TASK INSTRUCTIONS ▸ Select and copy out every line in the records containing "below".

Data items
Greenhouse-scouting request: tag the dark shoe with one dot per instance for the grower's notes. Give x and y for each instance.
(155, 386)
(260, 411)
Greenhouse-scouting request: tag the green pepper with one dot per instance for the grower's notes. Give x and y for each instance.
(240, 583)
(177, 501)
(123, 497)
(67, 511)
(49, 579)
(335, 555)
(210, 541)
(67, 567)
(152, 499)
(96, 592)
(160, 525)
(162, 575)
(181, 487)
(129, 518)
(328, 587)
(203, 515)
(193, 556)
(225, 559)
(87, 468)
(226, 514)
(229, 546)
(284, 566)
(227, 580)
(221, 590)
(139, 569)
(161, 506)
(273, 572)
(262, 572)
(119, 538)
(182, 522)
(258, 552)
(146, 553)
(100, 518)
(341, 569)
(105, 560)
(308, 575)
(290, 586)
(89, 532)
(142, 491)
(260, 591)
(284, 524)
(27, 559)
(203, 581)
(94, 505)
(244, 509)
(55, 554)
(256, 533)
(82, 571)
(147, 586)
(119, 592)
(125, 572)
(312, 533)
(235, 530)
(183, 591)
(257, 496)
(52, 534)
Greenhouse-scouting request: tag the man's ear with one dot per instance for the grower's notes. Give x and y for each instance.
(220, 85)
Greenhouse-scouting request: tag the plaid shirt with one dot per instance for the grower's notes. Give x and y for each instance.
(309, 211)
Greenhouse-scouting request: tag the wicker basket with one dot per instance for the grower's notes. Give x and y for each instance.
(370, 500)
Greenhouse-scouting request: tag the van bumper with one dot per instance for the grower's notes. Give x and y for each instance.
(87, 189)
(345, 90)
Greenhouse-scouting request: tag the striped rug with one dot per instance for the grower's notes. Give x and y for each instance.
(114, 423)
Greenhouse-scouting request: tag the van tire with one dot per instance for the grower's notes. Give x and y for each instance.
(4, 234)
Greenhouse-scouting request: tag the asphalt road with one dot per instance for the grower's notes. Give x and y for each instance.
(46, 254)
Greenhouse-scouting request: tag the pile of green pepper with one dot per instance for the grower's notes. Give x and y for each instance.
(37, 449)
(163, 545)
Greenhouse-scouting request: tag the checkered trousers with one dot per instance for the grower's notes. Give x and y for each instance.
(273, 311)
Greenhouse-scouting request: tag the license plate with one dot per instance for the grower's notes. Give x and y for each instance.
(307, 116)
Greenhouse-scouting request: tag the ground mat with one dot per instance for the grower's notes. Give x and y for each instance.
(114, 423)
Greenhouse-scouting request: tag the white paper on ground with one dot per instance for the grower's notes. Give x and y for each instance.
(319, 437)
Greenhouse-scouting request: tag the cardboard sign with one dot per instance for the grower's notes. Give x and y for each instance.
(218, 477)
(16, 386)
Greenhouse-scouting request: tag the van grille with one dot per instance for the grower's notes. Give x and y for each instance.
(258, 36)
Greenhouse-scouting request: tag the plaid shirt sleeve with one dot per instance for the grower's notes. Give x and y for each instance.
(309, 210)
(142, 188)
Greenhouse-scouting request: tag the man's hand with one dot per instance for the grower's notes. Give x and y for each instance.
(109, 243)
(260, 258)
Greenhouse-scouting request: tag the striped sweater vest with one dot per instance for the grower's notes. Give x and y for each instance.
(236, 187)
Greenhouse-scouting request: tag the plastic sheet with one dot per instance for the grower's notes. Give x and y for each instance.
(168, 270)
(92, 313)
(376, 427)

--

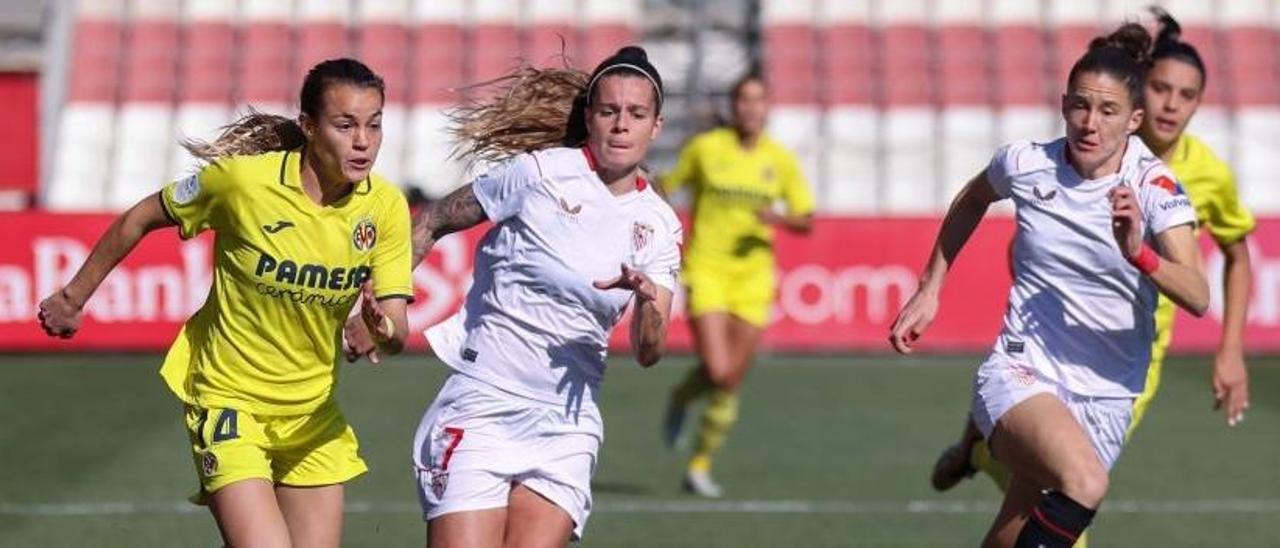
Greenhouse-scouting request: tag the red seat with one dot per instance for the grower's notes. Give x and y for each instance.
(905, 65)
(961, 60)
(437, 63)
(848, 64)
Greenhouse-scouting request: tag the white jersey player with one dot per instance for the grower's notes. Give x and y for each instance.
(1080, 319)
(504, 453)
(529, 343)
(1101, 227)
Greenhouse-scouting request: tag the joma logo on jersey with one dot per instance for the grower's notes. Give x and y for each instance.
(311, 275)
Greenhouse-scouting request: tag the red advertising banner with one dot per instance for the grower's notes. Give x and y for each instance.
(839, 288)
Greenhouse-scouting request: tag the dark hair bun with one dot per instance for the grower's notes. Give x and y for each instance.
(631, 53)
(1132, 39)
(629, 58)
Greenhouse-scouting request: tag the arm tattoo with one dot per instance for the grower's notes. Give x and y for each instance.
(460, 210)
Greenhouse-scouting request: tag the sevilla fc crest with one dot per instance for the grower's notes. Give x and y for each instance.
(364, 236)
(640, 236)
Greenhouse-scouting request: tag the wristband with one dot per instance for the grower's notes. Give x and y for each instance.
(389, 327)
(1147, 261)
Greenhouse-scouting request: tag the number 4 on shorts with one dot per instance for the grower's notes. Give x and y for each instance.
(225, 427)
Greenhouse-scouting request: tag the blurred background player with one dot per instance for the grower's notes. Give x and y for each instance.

* * *

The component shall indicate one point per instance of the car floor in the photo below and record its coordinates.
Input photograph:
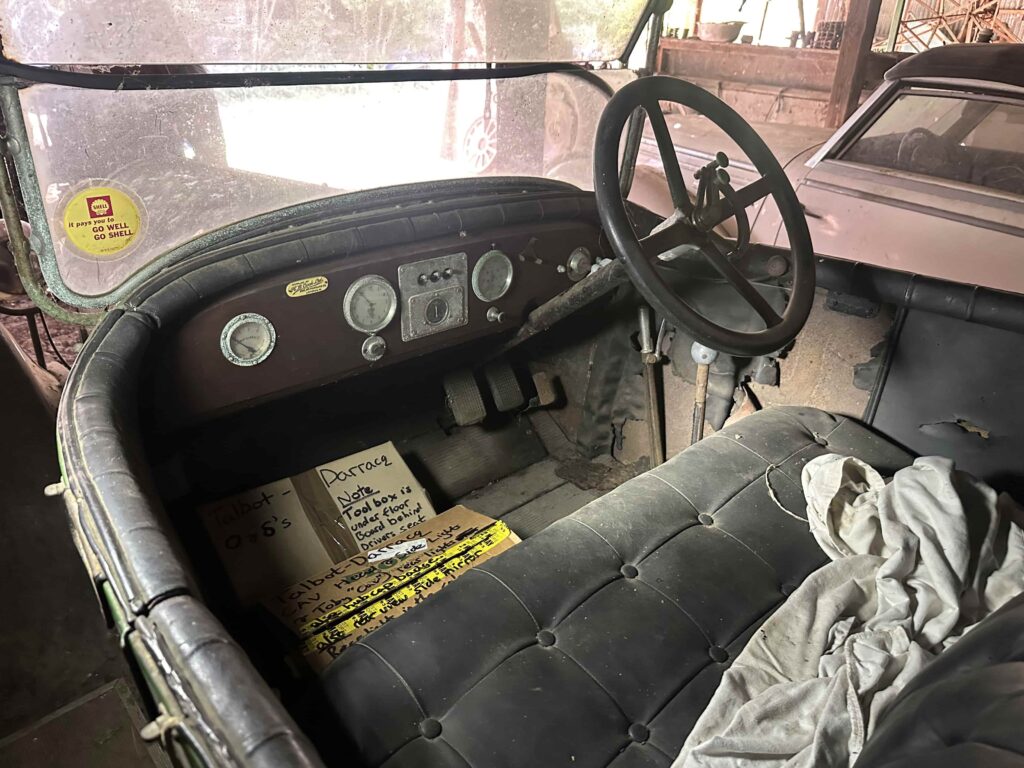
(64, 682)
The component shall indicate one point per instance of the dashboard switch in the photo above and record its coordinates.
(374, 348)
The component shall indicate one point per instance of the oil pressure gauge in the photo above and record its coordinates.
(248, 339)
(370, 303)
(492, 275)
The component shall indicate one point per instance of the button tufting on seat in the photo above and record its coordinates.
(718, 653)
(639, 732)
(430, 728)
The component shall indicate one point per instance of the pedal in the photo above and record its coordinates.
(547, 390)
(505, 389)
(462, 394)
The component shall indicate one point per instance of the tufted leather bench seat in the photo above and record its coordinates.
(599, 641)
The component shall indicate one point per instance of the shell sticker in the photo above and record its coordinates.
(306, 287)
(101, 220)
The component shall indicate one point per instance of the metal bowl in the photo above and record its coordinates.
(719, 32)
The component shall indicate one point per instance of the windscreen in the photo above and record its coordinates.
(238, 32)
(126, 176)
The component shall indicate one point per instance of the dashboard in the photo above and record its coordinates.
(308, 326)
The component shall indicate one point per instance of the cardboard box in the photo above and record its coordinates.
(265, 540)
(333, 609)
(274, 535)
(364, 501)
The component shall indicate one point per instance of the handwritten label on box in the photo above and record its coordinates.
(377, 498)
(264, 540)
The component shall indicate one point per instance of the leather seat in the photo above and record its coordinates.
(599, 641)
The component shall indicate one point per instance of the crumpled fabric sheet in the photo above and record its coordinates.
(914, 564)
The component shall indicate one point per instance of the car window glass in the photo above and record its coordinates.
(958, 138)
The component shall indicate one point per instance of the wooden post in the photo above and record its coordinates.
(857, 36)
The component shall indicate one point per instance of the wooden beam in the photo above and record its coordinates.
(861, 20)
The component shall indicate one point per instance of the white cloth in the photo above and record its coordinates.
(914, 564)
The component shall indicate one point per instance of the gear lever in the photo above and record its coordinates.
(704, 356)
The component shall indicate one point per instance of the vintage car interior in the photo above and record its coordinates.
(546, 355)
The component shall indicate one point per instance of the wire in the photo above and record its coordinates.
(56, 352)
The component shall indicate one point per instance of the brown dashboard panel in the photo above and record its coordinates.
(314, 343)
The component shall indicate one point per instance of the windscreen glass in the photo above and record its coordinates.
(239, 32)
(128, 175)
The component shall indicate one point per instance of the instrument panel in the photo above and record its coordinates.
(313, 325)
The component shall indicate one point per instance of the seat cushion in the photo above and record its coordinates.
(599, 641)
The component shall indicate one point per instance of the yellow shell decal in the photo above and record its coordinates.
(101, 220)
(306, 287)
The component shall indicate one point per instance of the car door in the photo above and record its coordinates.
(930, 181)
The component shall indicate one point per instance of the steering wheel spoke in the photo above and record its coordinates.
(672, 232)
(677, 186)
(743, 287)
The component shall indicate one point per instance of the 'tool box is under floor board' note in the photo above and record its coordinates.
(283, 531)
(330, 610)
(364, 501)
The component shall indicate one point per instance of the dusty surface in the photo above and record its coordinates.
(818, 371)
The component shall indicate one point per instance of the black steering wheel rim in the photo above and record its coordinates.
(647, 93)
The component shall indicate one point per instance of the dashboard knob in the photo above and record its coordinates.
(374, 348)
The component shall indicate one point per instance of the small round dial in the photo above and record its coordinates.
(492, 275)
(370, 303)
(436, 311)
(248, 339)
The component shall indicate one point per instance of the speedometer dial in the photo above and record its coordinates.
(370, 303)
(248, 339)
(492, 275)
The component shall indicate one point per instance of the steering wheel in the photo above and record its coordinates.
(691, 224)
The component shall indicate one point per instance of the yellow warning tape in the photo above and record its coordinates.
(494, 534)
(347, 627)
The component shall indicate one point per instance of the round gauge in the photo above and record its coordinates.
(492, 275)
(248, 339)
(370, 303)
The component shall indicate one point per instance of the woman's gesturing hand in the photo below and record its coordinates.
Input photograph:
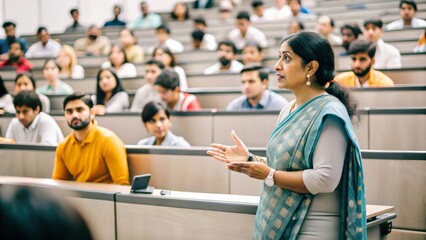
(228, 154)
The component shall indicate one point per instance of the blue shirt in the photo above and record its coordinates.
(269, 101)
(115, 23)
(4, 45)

RESULT FOR THIS TASK ▸
The component shall indicate one point per instance of the car floor in the photo below and record its coordinates.
The component shall indicate one point per instance of the woman's gesturing hand in the photo below and record its coordinates.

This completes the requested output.